■ Required action
Among the entries below, tally each line where the word "ground" appears and state only the total.

Dataset records
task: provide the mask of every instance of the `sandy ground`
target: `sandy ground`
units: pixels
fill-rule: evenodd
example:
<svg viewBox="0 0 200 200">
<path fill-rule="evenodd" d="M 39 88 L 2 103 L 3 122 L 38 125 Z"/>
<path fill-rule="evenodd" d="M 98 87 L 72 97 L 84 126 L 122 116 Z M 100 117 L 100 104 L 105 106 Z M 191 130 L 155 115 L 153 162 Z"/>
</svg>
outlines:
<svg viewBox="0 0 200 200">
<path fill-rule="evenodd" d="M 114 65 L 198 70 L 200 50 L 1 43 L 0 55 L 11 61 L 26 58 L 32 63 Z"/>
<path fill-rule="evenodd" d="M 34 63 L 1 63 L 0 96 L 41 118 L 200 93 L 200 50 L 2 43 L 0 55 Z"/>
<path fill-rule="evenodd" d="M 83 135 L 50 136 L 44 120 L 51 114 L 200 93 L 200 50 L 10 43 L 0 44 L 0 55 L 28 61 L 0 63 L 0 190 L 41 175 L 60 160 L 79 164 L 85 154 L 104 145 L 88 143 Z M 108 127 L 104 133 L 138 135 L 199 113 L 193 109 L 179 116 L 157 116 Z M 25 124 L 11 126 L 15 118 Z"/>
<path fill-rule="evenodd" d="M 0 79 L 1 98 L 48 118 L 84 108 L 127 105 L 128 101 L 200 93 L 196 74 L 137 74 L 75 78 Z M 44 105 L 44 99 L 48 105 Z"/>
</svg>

■ Output
2